_YOUR OBJECTIVE:_
Select every line in the records that contains the word "shrub", and copy each one.

========================================================================

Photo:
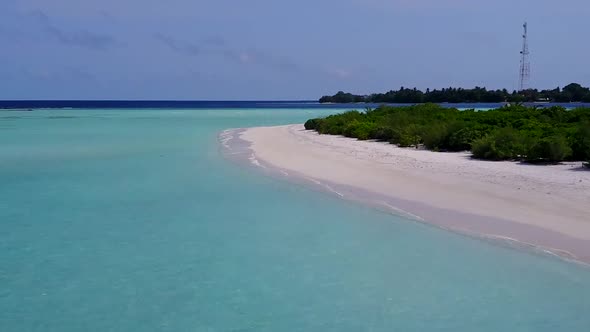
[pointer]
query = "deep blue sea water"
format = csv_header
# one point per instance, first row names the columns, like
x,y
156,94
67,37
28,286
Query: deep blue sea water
x,y
132,220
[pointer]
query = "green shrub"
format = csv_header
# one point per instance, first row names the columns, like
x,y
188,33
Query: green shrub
x,y
510,132
549,149
461,140
435,137
503,144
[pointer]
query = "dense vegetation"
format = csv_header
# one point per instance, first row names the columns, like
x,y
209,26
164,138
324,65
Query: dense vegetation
x,y
537,135
571,93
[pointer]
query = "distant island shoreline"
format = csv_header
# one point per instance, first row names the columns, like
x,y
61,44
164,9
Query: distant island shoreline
x,y
571,93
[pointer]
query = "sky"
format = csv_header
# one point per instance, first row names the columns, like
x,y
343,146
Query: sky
x,y
282,50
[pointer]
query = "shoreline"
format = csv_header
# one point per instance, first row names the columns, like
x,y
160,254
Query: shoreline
x,y
546,208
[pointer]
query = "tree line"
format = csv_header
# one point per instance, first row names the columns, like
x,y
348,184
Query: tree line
x,y
516,132
573,92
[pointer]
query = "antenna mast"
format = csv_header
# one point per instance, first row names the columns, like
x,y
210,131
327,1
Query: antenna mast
x,y
525,66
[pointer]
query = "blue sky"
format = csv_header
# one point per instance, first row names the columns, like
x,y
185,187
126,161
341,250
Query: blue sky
x,y
273,49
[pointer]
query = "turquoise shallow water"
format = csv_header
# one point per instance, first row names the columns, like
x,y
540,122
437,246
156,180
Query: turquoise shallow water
x,y
132,220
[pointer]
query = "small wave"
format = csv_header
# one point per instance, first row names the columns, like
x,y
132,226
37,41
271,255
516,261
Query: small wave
x,y
255,161
330,189
402,212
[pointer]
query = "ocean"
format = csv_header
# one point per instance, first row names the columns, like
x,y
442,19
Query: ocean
x,y
133,220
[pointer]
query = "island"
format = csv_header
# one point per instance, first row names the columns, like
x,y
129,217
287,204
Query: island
x,y
573,92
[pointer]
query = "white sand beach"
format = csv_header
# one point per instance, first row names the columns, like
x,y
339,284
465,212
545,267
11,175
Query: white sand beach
x,y
547,206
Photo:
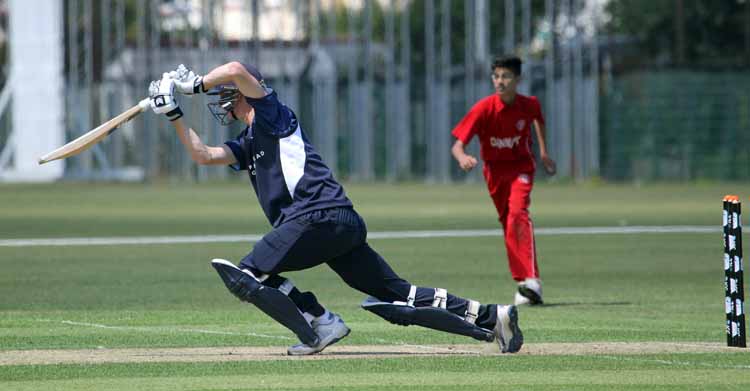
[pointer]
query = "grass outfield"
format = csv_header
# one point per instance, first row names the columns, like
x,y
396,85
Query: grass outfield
x,y
639,289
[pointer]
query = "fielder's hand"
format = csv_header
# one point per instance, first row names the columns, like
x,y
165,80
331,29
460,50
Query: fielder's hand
x,y
187,82
467,162
549,165
161,93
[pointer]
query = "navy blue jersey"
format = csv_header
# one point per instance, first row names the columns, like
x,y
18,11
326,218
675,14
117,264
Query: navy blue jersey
x,y
288,175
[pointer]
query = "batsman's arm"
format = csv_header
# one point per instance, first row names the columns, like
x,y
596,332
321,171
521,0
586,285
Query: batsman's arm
x,y
235,73
200,152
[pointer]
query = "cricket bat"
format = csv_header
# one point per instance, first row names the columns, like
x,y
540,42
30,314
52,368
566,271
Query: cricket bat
x,y
93,136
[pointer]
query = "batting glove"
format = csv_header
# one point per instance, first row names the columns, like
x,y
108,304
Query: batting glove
x,y
187,82
161,93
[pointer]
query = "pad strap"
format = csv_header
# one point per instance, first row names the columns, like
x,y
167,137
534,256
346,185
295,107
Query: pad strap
x,y
441,298
412,296
472,311
286,287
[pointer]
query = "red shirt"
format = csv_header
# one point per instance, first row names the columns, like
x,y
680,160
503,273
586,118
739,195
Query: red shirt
x,y
504,130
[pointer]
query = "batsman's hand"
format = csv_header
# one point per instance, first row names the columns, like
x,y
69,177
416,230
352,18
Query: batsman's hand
x,y
467,162
187,82
161,93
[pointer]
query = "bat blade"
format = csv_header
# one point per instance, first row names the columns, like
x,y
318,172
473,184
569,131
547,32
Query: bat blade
x,y
95,135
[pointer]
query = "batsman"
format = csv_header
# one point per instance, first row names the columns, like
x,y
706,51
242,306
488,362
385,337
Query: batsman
x,y
313,221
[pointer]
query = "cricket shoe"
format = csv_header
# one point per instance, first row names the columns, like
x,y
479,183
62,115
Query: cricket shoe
x,y
507,333
529,292
329,330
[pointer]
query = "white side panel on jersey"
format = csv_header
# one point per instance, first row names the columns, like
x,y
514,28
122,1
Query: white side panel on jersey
x,y
36,56
292,156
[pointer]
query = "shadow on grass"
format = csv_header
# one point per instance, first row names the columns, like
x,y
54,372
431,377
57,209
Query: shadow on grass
x,y
583,304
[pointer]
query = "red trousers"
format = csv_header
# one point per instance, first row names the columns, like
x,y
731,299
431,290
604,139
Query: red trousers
x,y
510,192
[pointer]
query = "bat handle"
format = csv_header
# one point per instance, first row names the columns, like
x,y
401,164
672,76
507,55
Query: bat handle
x,y
144,104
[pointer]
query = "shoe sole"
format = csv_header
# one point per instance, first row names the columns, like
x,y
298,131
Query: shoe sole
x,y
534,298
290,353
516,341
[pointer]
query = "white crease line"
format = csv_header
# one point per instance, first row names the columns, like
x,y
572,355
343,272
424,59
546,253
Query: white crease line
x,y
680,363
428,348
163,329
143,240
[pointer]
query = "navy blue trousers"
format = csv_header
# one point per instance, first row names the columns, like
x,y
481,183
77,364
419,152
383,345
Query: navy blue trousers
x,y
338,238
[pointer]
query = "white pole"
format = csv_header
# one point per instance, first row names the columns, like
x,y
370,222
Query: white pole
x,y
35,28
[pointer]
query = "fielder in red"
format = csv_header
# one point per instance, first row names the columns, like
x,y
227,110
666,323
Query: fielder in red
x,y
503,121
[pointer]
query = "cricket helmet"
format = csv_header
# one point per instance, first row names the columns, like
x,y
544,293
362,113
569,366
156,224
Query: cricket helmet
x,y
223,108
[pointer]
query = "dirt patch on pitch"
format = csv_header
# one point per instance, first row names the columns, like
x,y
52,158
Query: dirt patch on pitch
x,y
98,356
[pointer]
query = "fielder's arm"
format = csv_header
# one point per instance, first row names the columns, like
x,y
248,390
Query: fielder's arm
x,y
200,152
235,73
465,161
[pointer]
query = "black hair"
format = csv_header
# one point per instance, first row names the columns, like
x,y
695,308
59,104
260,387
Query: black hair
x,y
509,62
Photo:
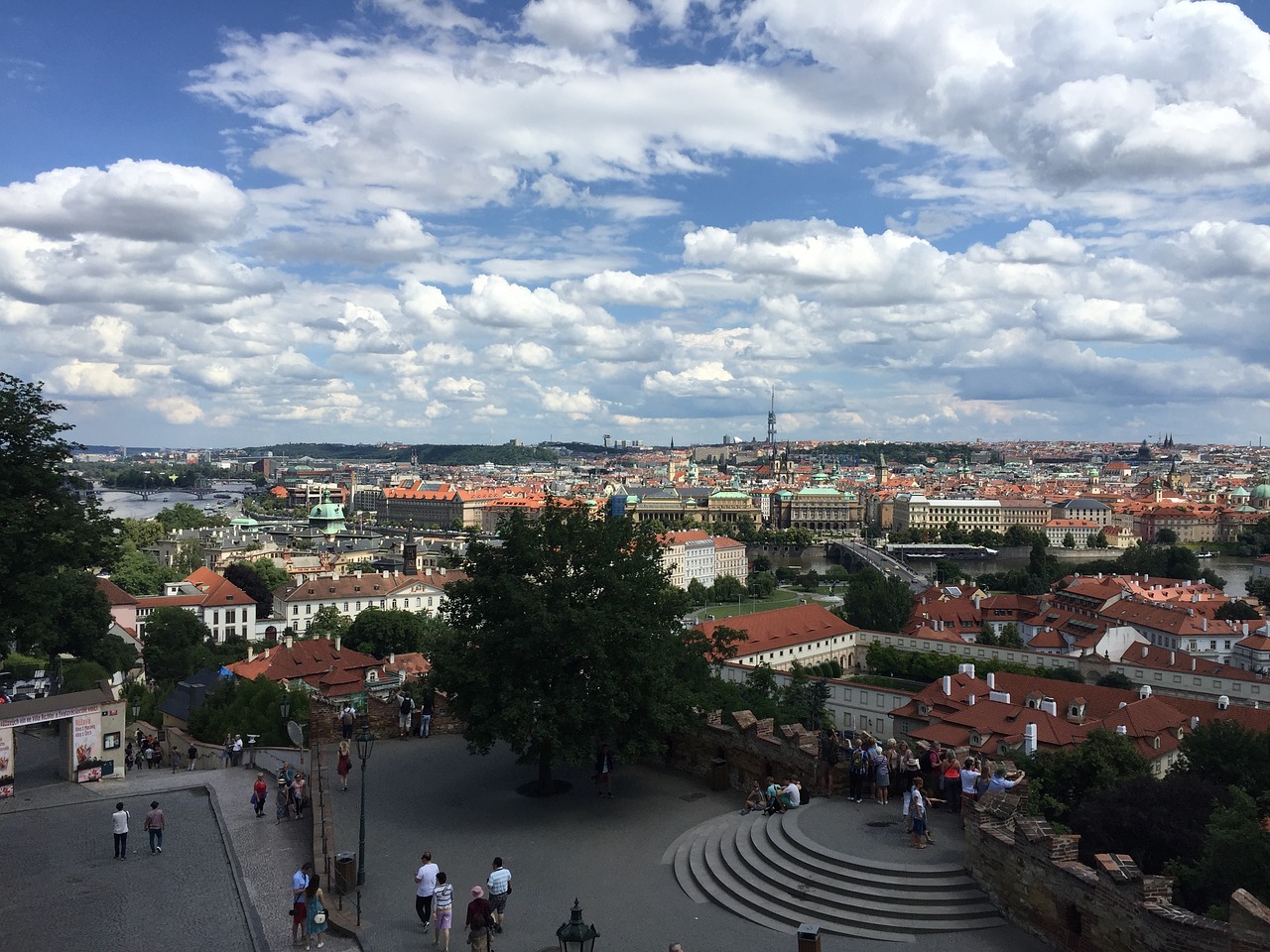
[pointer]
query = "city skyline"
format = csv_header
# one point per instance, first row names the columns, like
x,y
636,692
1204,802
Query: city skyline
x,y
471,222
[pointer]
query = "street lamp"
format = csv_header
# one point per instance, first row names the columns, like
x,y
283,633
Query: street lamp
x,y
365,746
575,936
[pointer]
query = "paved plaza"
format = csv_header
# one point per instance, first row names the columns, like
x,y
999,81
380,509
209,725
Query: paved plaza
x,y
223,876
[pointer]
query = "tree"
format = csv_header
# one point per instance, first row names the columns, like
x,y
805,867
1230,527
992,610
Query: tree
x,y
176,644
384,631
567,635
329,622
1060,780
48,525
876,602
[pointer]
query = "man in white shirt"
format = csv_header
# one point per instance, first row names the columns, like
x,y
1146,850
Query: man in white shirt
x,y
119,819
426,881
499,887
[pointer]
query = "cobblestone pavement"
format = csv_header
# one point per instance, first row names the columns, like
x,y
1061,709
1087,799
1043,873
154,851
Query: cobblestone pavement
x,y
430,793
222,880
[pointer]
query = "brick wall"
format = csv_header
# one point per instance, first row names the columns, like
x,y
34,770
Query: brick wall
x,y
1034,876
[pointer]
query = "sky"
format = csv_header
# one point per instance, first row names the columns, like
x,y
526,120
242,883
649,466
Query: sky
x,y
448,221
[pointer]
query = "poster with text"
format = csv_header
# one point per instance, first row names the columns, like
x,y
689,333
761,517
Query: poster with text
x,y
85,738
5,762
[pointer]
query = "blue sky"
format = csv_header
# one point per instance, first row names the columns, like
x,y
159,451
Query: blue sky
x,y
454,221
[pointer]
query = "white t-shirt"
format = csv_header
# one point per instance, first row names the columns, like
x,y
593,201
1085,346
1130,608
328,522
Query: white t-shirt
x,y
427,880
444,897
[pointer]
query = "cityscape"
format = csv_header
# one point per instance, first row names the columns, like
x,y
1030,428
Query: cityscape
x,y
635,474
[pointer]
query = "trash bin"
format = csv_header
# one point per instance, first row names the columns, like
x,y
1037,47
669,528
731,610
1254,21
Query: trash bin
x,y
345,873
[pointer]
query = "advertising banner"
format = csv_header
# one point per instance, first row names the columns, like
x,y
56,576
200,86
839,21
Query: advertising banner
x,y
5,762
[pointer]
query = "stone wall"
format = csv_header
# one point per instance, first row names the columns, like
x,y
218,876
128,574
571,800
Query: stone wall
x,y
749,749
1034,878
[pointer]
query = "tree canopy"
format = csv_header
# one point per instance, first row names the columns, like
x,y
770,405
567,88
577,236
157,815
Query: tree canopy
x,y
568,635
49,525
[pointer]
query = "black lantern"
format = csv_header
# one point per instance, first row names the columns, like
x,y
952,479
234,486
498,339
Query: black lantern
x,y
365,746
575,936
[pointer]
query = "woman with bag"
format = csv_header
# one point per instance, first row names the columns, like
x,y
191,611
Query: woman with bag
x,y
316,912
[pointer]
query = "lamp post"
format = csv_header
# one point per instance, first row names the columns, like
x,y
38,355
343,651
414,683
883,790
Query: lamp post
x,y
575,936
365,746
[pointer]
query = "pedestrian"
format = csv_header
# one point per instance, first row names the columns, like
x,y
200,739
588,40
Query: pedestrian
x,y
282,801
121,832
299,794
154,824
259,793
299,907
499,889
426,716
426,885
443,911
316,912
343,766
603,774
477,920
405,710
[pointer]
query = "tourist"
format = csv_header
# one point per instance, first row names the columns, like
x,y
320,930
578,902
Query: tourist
x,y
119,819
154,824
477,920
299,907
499,889
316,911
443,911
259,793
343,766
426,883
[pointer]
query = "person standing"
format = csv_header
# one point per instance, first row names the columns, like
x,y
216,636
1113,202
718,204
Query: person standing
x,y
299,907
604,771
477,920
259,793
426,885
119,819
426,716
316,911
154,825
405,711
499,889
343,766
443,911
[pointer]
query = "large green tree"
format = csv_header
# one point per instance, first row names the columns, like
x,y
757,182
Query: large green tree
x,y
566,635
49,525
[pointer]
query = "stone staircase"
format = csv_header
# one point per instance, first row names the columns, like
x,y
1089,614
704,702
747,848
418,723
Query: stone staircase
x,y
770,873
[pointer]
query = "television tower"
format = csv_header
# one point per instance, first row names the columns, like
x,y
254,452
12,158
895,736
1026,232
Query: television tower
x,y
771,431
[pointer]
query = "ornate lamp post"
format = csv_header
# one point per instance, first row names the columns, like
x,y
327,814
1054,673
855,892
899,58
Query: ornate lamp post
x,y
365,746
575,936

========================================================================

_REPLY:_
query = "green shrub"
Query: green shrub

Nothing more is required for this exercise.